**What needs to be done:**
Images are excluded; otherwise, output every record exactly.

Recorded data
Begin
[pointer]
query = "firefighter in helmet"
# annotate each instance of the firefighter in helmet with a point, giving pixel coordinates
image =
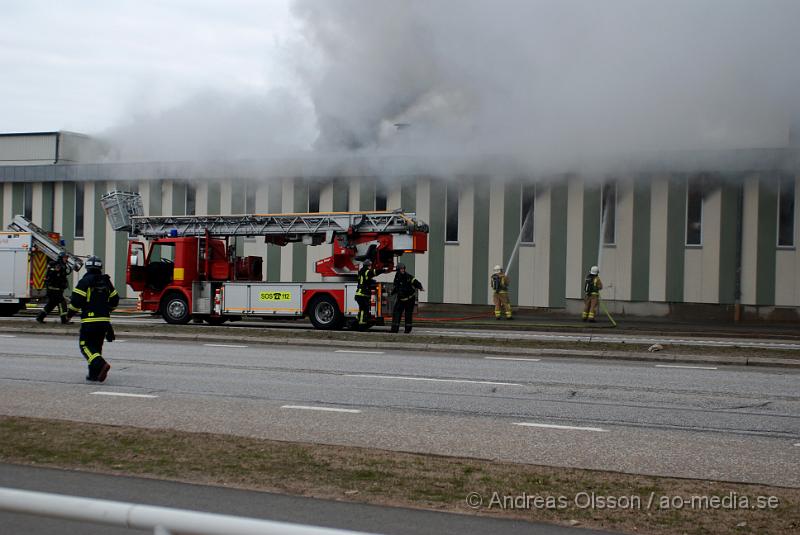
(500, 282)
(56, 282)
(591, 294)
(94, 298)
(366, 276)
(405, 288)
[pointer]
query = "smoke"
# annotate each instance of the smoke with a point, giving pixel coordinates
(216, 126)
(549, 85)
(552, 82)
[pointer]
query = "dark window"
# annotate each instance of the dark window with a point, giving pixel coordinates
(451, 215)
(79, 191)
(786, 212)
(608, 213)
(314, 191)
(380, 196)
(526, 214)
(694, 211)
(191, 199)
(27, 200)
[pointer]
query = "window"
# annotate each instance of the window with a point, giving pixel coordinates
(380, 196)
(451, 214)
(526, 213)
(786, 212)
(251, 189)
(79, 193)
(27, 200)
(313, 197)
(608, 212)
(191, 199)
(694, 211)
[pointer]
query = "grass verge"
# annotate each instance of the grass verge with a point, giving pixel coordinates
(401, 479)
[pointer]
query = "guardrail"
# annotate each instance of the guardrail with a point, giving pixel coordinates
(162, 520)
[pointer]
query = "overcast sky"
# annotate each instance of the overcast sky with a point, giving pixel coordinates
(86, 65)
(547, 79)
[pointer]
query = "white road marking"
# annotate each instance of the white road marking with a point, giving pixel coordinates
(325, 409)
(355, 351)
(123, 394)
(429, 379)
(685, 367)
(567, 427)
(512, 358)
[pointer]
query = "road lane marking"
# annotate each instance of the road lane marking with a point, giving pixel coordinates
(400, 377)
(356, 351)
(324, 409)
(567, 427)
(512, 358)
(685, 367)
(123, 394)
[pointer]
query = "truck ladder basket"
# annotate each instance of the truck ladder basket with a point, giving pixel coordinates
(120, 206)
(44, 243)
(292, 226)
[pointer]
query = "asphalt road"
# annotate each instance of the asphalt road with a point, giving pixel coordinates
(736, 424)
(242, 503)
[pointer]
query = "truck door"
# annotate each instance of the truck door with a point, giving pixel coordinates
(136, 273)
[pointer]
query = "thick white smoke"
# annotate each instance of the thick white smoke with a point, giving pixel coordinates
(546, 83)
(552, 81)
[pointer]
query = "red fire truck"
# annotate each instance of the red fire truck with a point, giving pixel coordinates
(188, 267)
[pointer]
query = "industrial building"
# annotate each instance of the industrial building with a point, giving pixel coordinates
(690, 231)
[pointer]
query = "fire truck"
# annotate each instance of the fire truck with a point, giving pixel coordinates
(24, 251)
(186, 267)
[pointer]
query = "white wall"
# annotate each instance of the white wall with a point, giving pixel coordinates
(458, 256)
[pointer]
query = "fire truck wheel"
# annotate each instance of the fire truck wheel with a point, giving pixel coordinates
(175, 309)
(324, 313)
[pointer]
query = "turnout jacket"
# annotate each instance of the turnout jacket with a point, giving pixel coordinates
(56, 279)
(365, 282)
(593, 285)
(499, 282)
(405, 286)
(94, 297)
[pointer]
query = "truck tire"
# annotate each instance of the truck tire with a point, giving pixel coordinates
(324, 313)
(175, 309)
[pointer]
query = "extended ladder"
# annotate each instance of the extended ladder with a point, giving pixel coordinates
(124, 210)
(44, 243)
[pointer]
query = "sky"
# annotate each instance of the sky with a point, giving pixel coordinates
(551, 81)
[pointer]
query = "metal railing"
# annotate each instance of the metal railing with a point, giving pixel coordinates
(161, 520)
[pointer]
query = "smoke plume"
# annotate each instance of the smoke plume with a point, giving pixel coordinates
(546, 83)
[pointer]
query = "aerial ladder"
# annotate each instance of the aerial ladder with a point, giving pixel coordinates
(44, 242)
(24, 251)
(204, 279)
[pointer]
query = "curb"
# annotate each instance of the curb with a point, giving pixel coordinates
(445, 347)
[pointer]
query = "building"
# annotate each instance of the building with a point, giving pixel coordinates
(686, 231)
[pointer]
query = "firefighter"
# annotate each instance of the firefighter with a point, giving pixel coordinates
(56, 282)
(366, 282)
(591, 294)
(405, 288)
(500, 283)
(94, 297)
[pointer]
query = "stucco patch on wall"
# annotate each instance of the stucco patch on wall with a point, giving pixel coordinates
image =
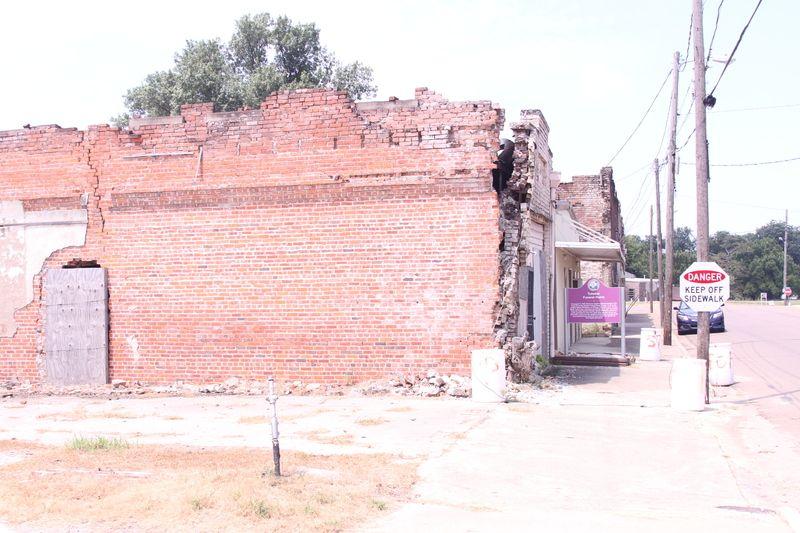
(27, 239)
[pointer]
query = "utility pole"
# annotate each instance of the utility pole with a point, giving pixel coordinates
(785, 250)
(661, 291)
(701, 168)
(650, 260)
(670, 216)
End
**Response to the exercise:**
[pointer]
query = "firefighter in helmet"
# annotate each instance of the firefighter in helmet with a point, giving pixel coordinates
image =
(500, 282)
(56, 282)
(591, 294)
(94, 298)
(366, 276)
(405, 288)
[pointer]
query = "smoke"
# annotate each instance of the smoke with a point, giving pixel coordinates
(216, 126)
(549, 85)
(552, 82)
[pointer]
query = "dark window"
# annotate each instance of the dark window with a point, giving pixel coordinates
(451, 215)
(79, 191)
(786, 212)
(608, 213)
(314, 191)
(380, 196)
(526, 214)
(694, 211)
(191, 199)
(27, 200)
[pointer]
query = "window"
# annotate each instance of the window with a point, giving pixel coordinates
(380, 196)
(451, 214)
(526, 213)
(786, 212)
(251, 189)
(79, 193)
(27, 200)
(313, 197)
(608, 212)
(191, 199)
(694, 211)
[pointer]
query = "grass verge"
# annotate each instance of the grass verge with a point, giving pixel coordinates
(401, 479)
[pointer]
query = "guardrail"
# annotate each instance of the guardrail with a point, giving pixel coordinates
(162, 520)
[pointer]
query = "overcast sky"
# annotate each instance of the overcast sky with a point, giving pixel coordinates
(86, 65)
(547, 79)
[pointer]
query = "white road marking"
# annotate each instance of the white road marking with a point, giving pixel coordinates
(325, 409)
(355, 351)
(123, 394)
(429, 379)
(685, 367)
(567, 427)
(512, 358)
[pointer]
query = "road lane marking"
# annotate each instance of the road lane marking with a point, giving pixel coordinates
(400, 377)
(356, 351)
(324, 409)
(567, 427)
(512, 358)
(685, 367)
(123, 394)
[pointer]
query = "truck ladder basket"
# annotate each instance of the truck ladder basket with a point, giving pixel coordinates
(120, 206)
(44, 243)
(292, 226)
[pointer]
query = "asphalt road"
# annotate each instance of the asphalt road with a point, giving pixel coordinates
(736, 424)
(242, 503)
[pointer]
query = "truck door"
# annotate each instance of the truck door with a point, giving pixel coordinates
(136, 273)
[pointer]
query = "thick white smoke"
# annotate each instance of the thick white smoke with a point, giving pixel coordinates
(546, 83)
(552, 81)
[pointer]
query = "red fire truck"
# annotate each instance of the red fire truck with a point, giving pixel coordinates
(188, 267)
[pointer]
query = "industrial building"
# annotate each instance of the industrial building with a point, giving pixel coordinates
(690, 231)
[pointer]
query = "fire truck"
# annotate each instance of the fire truck with a point, giving pixel coordinates
(24, 251)
(186, 267)
[pointer]
query = "white wall"
# annotate each instance of the white wall with a point, giving pixel coordinates
(458, 256)
[pointer]
query = "fire truck wheel"
# annotate each instance of the fire truck wheel with a point, giving pixel coordinates
(175, 309)
(324, 313)
[pointer]
query = "turnout jacket"
# annotate each instance of the turnout jacket with a point, giving pixel coordinates
(56, 279)
(365, 282)
(593, 285)
(499, 282)
(405, 286)
(94, 297)
[pointer]
query = "truck tire"
# annotate each instance of the truck tire with a point, giving pixel coordinates
(324, 313)
(175, 309)
[pointer]
query = "extended ladder"
# annotate each instance of the extended ladder with a point, giving pixel coordinates
(124, 210)
(44, 243)
[pointer]
query = "sky"
# annotate each instance of the sky with a point, giving pixel coordinates
(551, 81)
[pointer]
query = "metal railing"
# annotate each instance of the metal railing with a point, giving pixel coordinates
(161, 520)
[pointer]
query = "smoke plume"
# annotate each instance of the smoke plume with a point, giving pixel coordinates
(546, 83)
[pointer]
query = "aerial ladder"
# annotate each instance of the aerial ladder with a point, giving pixel coordinates
(44, 242)
(24, 251)
(204, 279)
[pointer]
query = "curb"
# annotate each instance of the curb with a point, giving pixel coordinates
(445, 347)
[pointer]
query = "building"
# annotate each instance of the building with a point, giving pixel coordinates
(686, 231)
[pointer]
query = "firefighter"
# annotate each instance of the firefighter with a point, giving pixel coordinates
(56, 282)
(366, 282)
(591, 294)
(405, 288)
(500, 283)
(94, 297)
[pointer]
query = "stucco patch on wall"
# annotate each instance of the stucco patch on wall with a point, giving pixel coordinates
image =
(27, 239)
[pointer]
query = "utility pole"
# annotate each instance of the utility pole with a point, giving pixel coordinates
(785, 250)
(661, 291)
(701, 168)
(650, 260)
(670, 216)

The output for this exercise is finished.